October 4, 11 and 13, 2008
I was looking forward to the 2008 fall draw down of Lake Hopatcong. Since it
would be the fifth year drop of 60 inches of the Lake’s elevation it would begin
in September rather than late in the fall. Well it didn't rain much this summer
and the Lake level was lower than expected. Except for the runoff from Hurricane
Hannah’s rain in early September, the anticipated strong flows into the
Musconetcong River never materialized.
Regardless, I had three warm weather paddles scheduled for the Club and I wasn't
going to cancel. I confess I did switch the September 28th trip over to the
South Branch of the Raritan but I rescheduled when things looked a little better
the next week, October 4th. On a cool day with some early showers 15 of us
paddled from Hampton to Bloomsbury at a decent level (2.01 at the Bloomsbury
gauge). Ten boats, including 5 tandem canoes and a fancy sit-on-top made the
trip.

[Data rows]:

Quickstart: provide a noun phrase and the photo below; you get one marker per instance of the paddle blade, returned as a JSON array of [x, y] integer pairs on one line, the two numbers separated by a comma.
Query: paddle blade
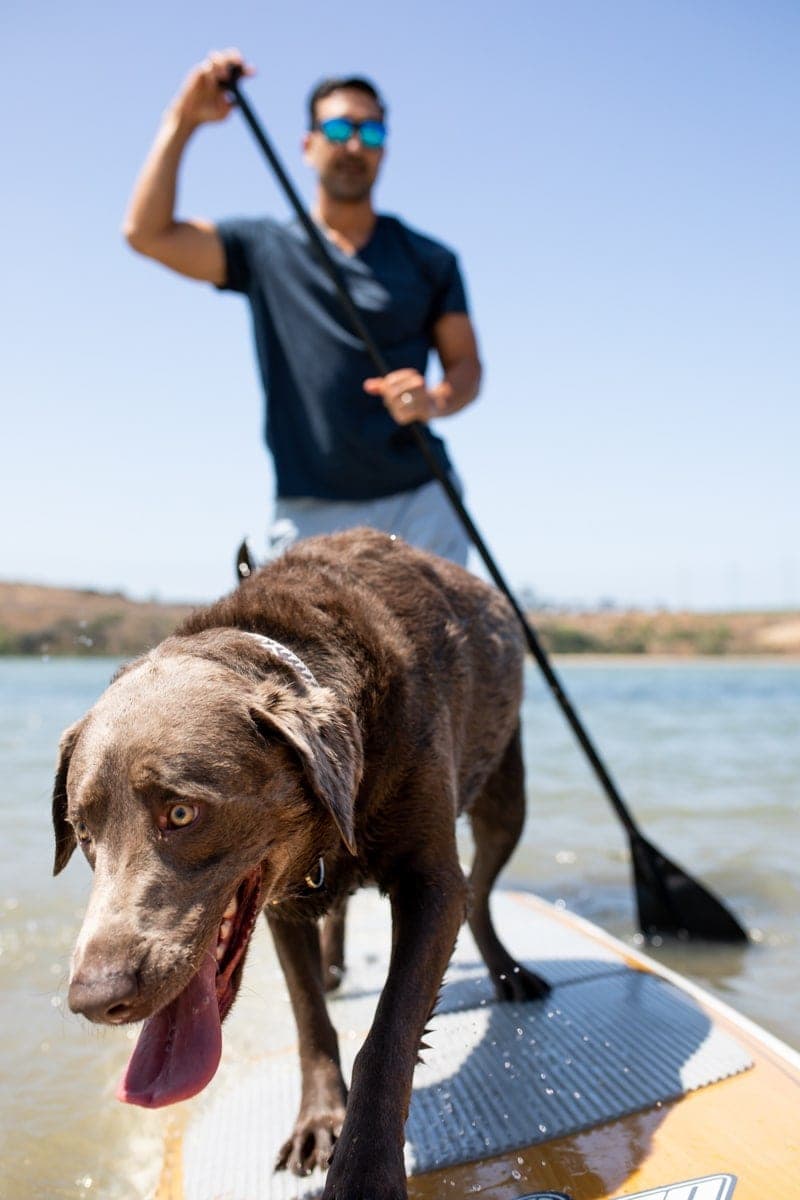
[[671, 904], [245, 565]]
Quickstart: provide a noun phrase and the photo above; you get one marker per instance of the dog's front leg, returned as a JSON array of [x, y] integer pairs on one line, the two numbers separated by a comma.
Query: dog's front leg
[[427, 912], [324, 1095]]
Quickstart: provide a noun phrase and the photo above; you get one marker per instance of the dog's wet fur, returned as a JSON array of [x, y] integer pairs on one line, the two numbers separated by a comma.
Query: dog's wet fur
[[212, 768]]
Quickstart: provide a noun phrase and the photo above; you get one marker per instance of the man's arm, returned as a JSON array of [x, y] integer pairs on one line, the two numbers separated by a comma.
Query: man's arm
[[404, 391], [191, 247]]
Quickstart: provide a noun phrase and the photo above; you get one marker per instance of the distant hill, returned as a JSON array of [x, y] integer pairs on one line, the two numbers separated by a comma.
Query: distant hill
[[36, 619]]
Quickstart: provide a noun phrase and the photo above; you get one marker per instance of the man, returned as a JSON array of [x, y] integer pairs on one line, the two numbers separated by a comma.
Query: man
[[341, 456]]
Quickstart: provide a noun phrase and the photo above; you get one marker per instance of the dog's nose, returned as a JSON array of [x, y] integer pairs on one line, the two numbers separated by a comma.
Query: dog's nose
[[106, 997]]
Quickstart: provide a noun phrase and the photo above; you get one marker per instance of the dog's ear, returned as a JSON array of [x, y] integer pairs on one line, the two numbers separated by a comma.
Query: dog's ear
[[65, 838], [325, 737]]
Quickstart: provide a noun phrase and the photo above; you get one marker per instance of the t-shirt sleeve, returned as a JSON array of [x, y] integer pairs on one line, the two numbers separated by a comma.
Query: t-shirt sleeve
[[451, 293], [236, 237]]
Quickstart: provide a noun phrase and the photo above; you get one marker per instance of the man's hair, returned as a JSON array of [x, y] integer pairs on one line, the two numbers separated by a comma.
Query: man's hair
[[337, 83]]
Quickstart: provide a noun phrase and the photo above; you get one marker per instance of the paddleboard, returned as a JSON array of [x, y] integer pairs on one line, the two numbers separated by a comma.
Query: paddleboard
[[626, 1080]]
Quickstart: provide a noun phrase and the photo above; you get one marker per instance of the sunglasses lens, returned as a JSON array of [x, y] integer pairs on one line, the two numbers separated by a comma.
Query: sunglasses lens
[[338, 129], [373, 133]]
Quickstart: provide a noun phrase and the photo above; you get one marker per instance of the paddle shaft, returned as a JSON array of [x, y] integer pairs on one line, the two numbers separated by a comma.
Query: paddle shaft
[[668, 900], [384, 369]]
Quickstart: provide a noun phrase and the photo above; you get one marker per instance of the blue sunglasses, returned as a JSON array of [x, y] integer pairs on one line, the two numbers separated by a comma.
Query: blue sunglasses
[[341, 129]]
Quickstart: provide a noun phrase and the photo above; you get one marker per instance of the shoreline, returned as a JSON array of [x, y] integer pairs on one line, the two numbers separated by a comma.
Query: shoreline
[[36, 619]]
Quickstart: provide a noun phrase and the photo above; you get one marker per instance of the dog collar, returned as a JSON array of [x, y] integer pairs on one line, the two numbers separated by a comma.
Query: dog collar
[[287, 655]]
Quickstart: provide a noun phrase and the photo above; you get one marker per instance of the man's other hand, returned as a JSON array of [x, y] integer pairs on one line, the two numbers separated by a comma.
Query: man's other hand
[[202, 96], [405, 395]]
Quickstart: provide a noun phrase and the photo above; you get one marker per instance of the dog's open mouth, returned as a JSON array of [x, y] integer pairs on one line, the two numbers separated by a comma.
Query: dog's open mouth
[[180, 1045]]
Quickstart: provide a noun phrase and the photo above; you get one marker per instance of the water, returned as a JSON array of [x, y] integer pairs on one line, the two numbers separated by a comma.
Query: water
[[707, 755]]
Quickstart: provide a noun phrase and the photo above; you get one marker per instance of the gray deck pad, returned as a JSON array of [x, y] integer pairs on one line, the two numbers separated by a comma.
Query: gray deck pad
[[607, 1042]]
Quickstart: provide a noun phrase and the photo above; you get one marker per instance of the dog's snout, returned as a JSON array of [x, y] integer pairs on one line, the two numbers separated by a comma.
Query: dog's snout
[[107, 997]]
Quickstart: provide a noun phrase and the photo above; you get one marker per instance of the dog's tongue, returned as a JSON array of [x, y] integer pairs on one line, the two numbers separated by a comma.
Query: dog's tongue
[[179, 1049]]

[List of tasks]:
• A. Answer these from the trip report:
(i) Whose rain produced runoff in early September?
(ii) How many people paddled on October 4th?
(iii) What level did the Bloomsbury gauge show?
• B. Please return everything in the trip report from "October 4, 11" down to "River never materialized.".
The rows have nothing to do with this.

[Results]:
• A.
(i) Hurricane Hannah's
(ii) 15
(iii) 2.01

• B.
October 4, 11 and 13, 2008
I was looking forward to the 2008 fall draw down of Lake Hopatcong. Since it
would be the fifth year drop of 60 inches of the Lake’s elevation it would begin
in September rather than late in the fall. Well it didn't rain much this summer
and the Lake level was lower than expected. Except for the runoff from Hurricane
Hannah’s rain in early September, the anticipated strong flows into the
Musconetcong River never materialized.